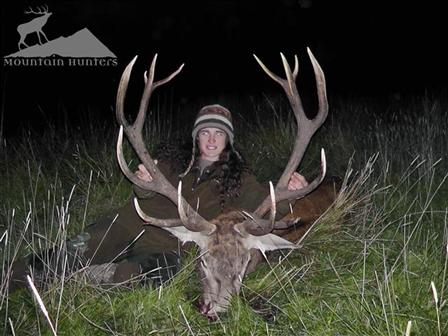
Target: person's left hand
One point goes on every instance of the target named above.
(297, 182)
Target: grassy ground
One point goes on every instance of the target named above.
(383, 272)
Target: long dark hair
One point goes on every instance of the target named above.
(228, 171)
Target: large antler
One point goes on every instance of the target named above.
(159, 184)
(305, 130)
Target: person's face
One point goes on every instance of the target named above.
(212, 142)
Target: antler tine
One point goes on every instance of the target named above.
(121, 94)
(189, 218)
(155, 221)
(305, 129)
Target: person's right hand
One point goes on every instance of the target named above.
(143, 174)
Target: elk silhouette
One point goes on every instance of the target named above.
(35, 25)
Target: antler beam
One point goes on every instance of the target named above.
(305, 130)
(159, 184)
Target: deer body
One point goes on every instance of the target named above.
(33, 26)
(227, 242)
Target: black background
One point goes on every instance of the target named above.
(369, 48)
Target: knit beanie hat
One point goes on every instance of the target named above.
(211, 116)
(214, 116)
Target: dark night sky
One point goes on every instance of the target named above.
(364, 47)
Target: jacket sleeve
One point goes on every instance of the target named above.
(166, 170)
(252, 193)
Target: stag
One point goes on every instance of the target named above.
(35, 25)
(225, 242)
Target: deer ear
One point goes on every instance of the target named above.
(269, 242)
(185, 235)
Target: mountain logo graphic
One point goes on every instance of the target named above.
(80, 49)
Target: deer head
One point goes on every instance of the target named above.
(226, 241)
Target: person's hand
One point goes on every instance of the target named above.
(143, 174)
(297, 182)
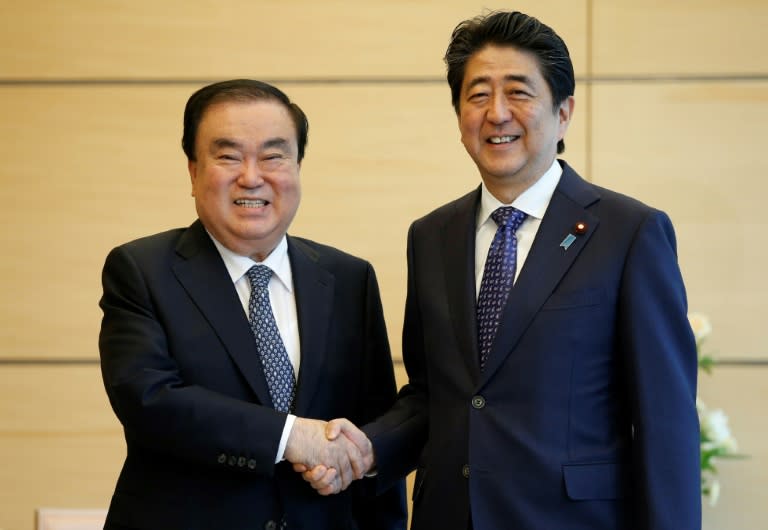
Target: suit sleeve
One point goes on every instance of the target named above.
(657, 343)
(160, 411)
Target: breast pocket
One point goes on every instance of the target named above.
(594, 481)
(559, 301)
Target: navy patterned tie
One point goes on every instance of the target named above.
(497, 279)
(274, 359)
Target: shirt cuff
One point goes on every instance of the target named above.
(284, 438)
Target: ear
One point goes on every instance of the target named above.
(564, 113)
(192, 168)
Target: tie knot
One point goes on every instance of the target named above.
(509, 216)
(259, 276)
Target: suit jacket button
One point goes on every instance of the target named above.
(478, 402)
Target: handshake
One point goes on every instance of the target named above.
(329, 455)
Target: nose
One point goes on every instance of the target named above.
(250, 176)
(498, 110)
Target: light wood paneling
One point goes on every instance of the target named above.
(60, 443)
(81, 171)
(704, 37)
(240, 38)
(692, 150)
(89, 168)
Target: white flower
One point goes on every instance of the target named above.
(714, 423)
(700, 325)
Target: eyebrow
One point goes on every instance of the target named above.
(279, 143)
(509, 77)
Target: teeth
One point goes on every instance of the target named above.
(501, 139)
(255, 203)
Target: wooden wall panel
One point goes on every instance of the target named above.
(692, 149)
(684, 37)
(86, 169)
(265, 38)
(60, 443)
(81, 171)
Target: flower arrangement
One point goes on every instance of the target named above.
(715, 434)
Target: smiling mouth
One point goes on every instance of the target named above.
(502, 139)
(251, 203)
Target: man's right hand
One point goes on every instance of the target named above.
(326, 479)
(328, 461)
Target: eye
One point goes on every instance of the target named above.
(519, 93)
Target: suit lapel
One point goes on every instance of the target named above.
(546, 263)
(458, 249)
(204, 276)
(314, 291)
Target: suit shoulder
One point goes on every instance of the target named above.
(326, 255)
(449, 209)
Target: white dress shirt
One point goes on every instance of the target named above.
(533, 201)
(283, 302)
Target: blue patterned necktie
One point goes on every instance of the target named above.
(497, 279)
(278, 369)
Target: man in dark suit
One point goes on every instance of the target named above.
(568, 403)
(199, 362)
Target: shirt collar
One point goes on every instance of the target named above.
(277, 260)
(533, 201)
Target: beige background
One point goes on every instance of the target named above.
(672, 98)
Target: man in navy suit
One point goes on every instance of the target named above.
(206, 448)
(582, 413)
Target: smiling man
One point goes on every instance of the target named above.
(552, 370)
(226, 345)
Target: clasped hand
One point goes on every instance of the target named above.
(329, 455)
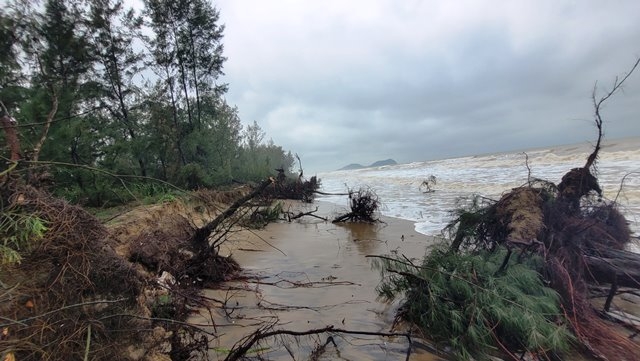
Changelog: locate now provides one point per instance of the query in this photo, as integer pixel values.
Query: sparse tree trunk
(45, 130)
(9, 126)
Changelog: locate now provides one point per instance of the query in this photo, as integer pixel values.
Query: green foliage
(462, 299)
(19, 232)
(87, 58)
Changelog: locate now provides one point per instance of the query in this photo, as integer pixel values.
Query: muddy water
(310, 275)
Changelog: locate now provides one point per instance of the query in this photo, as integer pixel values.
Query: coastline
(310, 274)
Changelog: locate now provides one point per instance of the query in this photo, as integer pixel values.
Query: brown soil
(106, 291)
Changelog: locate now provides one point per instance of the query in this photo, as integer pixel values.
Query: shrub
(464, 300)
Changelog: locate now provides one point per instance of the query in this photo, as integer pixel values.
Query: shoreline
(309, 274)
•••••
*WHAT TO PRODUCE:* Leave the pictures out, then print every entry exactly as it reads.

*WRITTEN SOLUTION:*
Target: person's left hand
One point goes on every instance of the target named above.
(297, 182)
Target: grassy ground
One point goes on every instance of the target named above.
(383, 272)
Target: long dark hair
One point goes on every instance of the target named above.
(228, 171)
Target: large antler
One point goes on every instance of the target named above.
(159, 184)
(305, 130)
Target: person's face
One point goes on every instance of the target named above.
(212, 142)
Target: antler tine
One point goes on every instance of the target named above.
(121, 94)
(189, 218)
(155, 221)
(305, 129)
Target: person's right hand
One point goes on every instance of the target named above.
(143, 174)
Target: elk silhouette
One point goes on every instance of the target named above.
(35, 25)
Target: antler beam
One point goes on every instance of the target named above.
(305, 130)
(159, 184)
Target: deer body
One point goes on every instance of the target named above.
(33, 26)
(227, 242)
Target: black background
One point goes on every instance of the target named above.
(369, 48)
Target: knit beanie hat
One point goes on every instance of the target named above.
(211, 116)
(214, 116)
Target: dark night sky
One point goes on every instance of the target named above.
(364, 47)
Target: jacket sleeve
One point goes on every instance of the target named above.
(166, 170)
(252, 193)
Target: stag
One point goes on every instance of the target named above.
(35, 25)
(225, 242)
Target: deer ear
One point goes on every instance of the target named above.
(269, 242)
(185, 235)
Target: mountain logo graphic
One point goes on every instance of the target named above.
(80, 49)
Target: deer head
One point goes on every instance of the target named above.
(226, 241)
Target: person's hand
One point goes on every instance of the target named above.
(143, 174)
(297, 182)
Target: suit sleeve
One point goes on every instance of the target named above.
(657, 343)
(160, 411)
Target: breast pocket
One point goes on every instance of the target named above.
(594, 481)
(559, 301)
Target: navy patterned tie
One point goes on every instance of the target named above.
(497, 279)
(274, 359)
Target: shirt cuff
One point goes on every instance of the target named above.
(284, 438)
Target: ear
One point goes on every instance of the target named above.
(564, 113)
(192, 168)
Target: tie knot
One point goes on every instance of the target named above.
(509, 216)
(259, 276)
Target: suit jacket button
One point goes on every instance of the target named above.
(478, 402)
Target: handshake
One point goes on every instance of the target named above.
(329, 455)
Target: nose
One point goes on every instance of the target named above.
(250, 176)
(498, 110)
Target: light wood paneling
One point goes on every instance of the target named above.
(60, 443)
(81, 171)
(704, 37)
(240, 38)
(692, 150)
(89, 168)
Target: white flower
One point goes on every instance of the target named above.
(714, 423)
(700, 325)
Target: eyebrow
One point goes on every instance of the target named above.
(279, 143)
(509, 77)
Target: teeth
One point goes on every instance of the target named above.
(501, 139)
(255, 203)
Target: wooden wall panel
One point goes on every instance of the target named above.
(692, 149)
(684, 37)
(86, 169)
(265, 38)
(60, 443)
(81, 171)
Target: flower arrangement
One point goes on every instance of the target named above.
(715, 434)
Target: smiling mouth
One point goes on every instance of the target named above.
(502, 139)
(251, 203)
Target: man's right hand
One point goes on every instance of the target named above.
(326, 479)
(328, 461)
Target: eye
One point goes on every instance of the target named above.
(519, 93)
Target: suit lapel
One point goes on every instance of the target named above.
(546, 263)
(458, 249)
(204, 276)
(314, 291)
Target: suit shoulder
One point goes on every instance of the target named above.
(326, 255)
(449, 209)
Target: white dress shirt
One point goes on every instance of the target named above.
(533, 201)
(283, 302)
Target: blue patterned necktie
One point goes on every instance of the target named above.
(497, 279)
(278, 369)
Target: man in dark suit
One point goes on every instance of the target named above.
(568, 403)
(199, 362)
Target: shirt collar
One point goes on every instance of the target named above.
(277, 260)
(533, 201)
Target: beige background
One point goes on every instance of the target named above.
(672, 98)
Target: man in navy suit
One point goes on every instance of the target named above.
(206, 448)
(582, 413)
Target: smiling man
One point goes on every instance of the target named above.
(552, 370)
(226, 345)
Target: clasped hand
One point goes on every instance of the target named above.
(329, 455)
Changelog: locate now provides one point per instance of the query in this photo, as integer pixel values.
Query: sparse tree trunk
(45, 130)
(9, 126)
Changelog: locate now provides one point per instance of the query in this photo, as integer pixel values.
Query: green foliage
(462, 299)
(19, 232)
(87, 58)
Changelog: locate now provides one point per instance of the query in this photo, as integer pixel values.
Query: muddy water
(310, 275)
Changelog: locate now provides one point per instance of the query in this photo, as integer pixel values.
Query: coastline
(310, 274)
Changelog: locate now provides one point per instance of the query in this photo, as integer pixel values.
Query: brown soil
(106, 291)
Changelog: locate now provides one point per instance of the query in this photo, as integer pixel values.
Query: shrub
(464, 300)
Changelog: locate now provides one point per instance of the query in this photo, as integer pixel values.
Query: shoreline
(309, 274)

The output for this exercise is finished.